··· Bloque de texto
Unas manos blancas en Don Remondo
Hoy se cumplen veinte años y aún lo recuerdo como el primer
día. Cuando transito por la calle Don Remondo, todavía me sobrecoge el husillo
de la esquina con Cardenal Sanz y Fores por el que aquella noche se perdía la
sangre inocente de Alberto. Y sigo recordando su corpachón de hombre bueno
derrumbado sobre los adoquines, embutido en su sempiterno abrigo azul marino. Y
aquellas manos blancas... tan blancas que parecían llevar guantes, cuando lo
que ya no llevaban era sangre, que se derramaba por aquel agujero hacia el
corazón de Sevilla.
El teléfono había sonado mientras conciliaba el primer
sueño. Era Carlos Bernal, el redactor jefe de noche.
—Ha habido un tiroteo en el barrio de Santa Cruz y hay dos
muertos —me dijo—. Mira a ver qué puedes averiguar.
No pensé en ETA. Era difícil. Y eso que los asesinos lo
habían intentado otras veces y siete años antes consiguieron colar en la vieja
cárcel de Sevilla un paquete bomba que dejó atrás una estela de cuatro muertos
y numerosos heridos. Pero aquella noche no se me pasó por la cabeza.
Al menos hasta que un amigo me dio, sin querer, una clave
que heló mi sangre.
—Ha sido en la esquina de Don Remondo con Cardenal Sanz y
Fores.
Algo se encendió en mí atropelladamente y unas palabras
llegaron instintivamente a mi garganta:
—Allí vive Alberto Jiménez Becerril —le dije, incrédulo, a Lucía,
mi esposa, que seguía con preocupación el atropellado aluvión de llamadas
telefónicas.
Diez minutos más tarde, con el corazón a mil por hora, la
moto devoraba el espacio hasta llegar a la plaza Virgen de los Reyes. Allí
parecía que no había ocurrido nada. No había ningún otro periodista, ni despliegue
de Policía; sólo un patrullero y algunos coches que luego resultaron ser
vehículos camuflados.
Don Remondo estaba discretamente cortada. En medio, en el
breve trayecto que separa la plaza de la esquina donde los asesinos etarras
habían acabado con Alberto, el furgón de la funeraria ya albergaba el cuerpo de
Ascensión García Ortiz.
Por aquel punto era imposible pasar y volé sobre los pies
para dar la vuelta por Abades y entrar por Cardenal Sanz y Fores. Allí estaba
Luis Miguel Martín Rubio, delegado de Seguridad Ciudadana del Ayuntamiento,
cuyos ojos enrojecidos no se apartaban del cadáver de Alberto, su íntimo amigo.
No hicieron falta palabras. Sólo hubo un abrazo de duelo. El sello criminal de
ETA era incuestionable.
Los asesinos sorprendieron al matrimonio cuando regresaban
de tomar una copa, como todos los jueves, con amigos del Partido Popular en un
pub cercano. Podían haber elegido a otros, pero fue a ellos a quienes al final
optaron por seguir casi hasta la puerta de su casa, donde dormían sus tres
pequeños, Ascensión, Alberto y Clara.
······
··· Listado del ejercicio
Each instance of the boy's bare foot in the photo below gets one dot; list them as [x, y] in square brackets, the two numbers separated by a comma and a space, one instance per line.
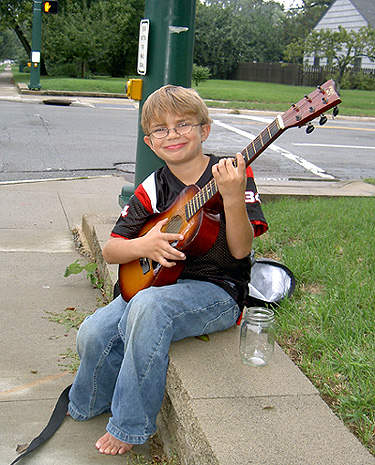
······
··· Listado del ejercicio
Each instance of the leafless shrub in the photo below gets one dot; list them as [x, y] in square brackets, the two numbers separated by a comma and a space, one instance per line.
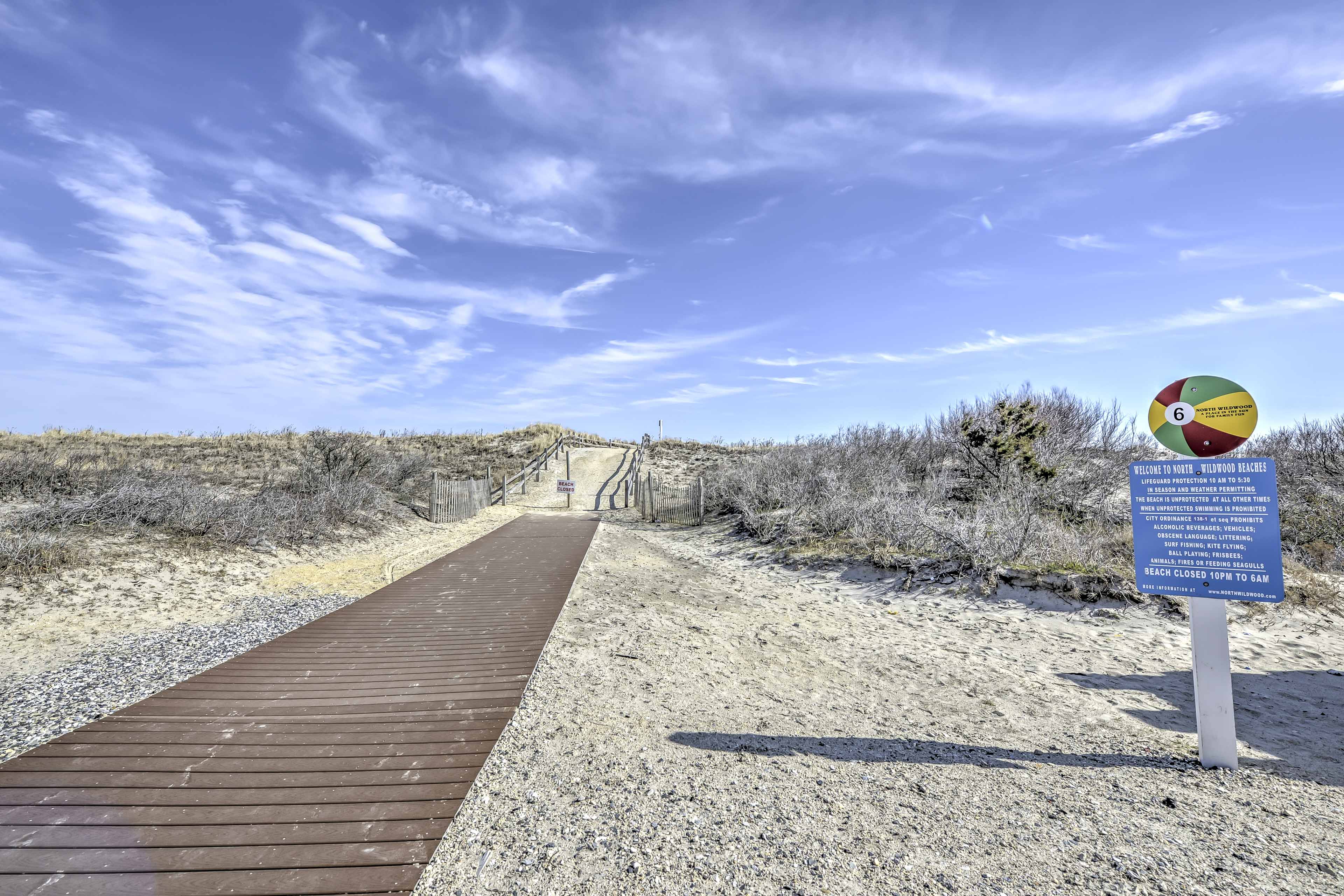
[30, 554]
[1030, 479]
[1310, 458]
······
▶ Requisitos del ejercicio
1) Extrae literalmente del bloque de texto el fragmento que comienza con "Al menos hasta" y sigue hasta "telefónicas.".
2) Filtra el listado y copia cada línea en la que aparezca la palabra "line".
El listado no guarda ninguna relación con el bloque de texto.

▶ Respuestas por tarea
1)
Al menos hasta que un amigo me dio, sin querer, una clave
que heló mi sangre.
—Ha sido en la esquina de Don Remondo con Cardenal Sanz y
Fores.
Algo se encendió en mí atropelladamente y unas palabras
llegaron instintivamente a mi garganta:
—Allí vive Alberto Jiménez Becerril —le dije, incrédulo, a Lucía,
mi esposa, que seguía con preocupación el atropellado aluvión de llamadas
telefónicas.

2)
Each instance of the boy's bare foot in the photo below gets one dot; list them as [x, y] in square brackets, the two numbers separated by a comma and a space, one instance per line.
Each instance of the leafless shrub in the photo below gets one dot; list them as [x, y] in square brackets, the two numbers separated by a comma and a space, one instance per line.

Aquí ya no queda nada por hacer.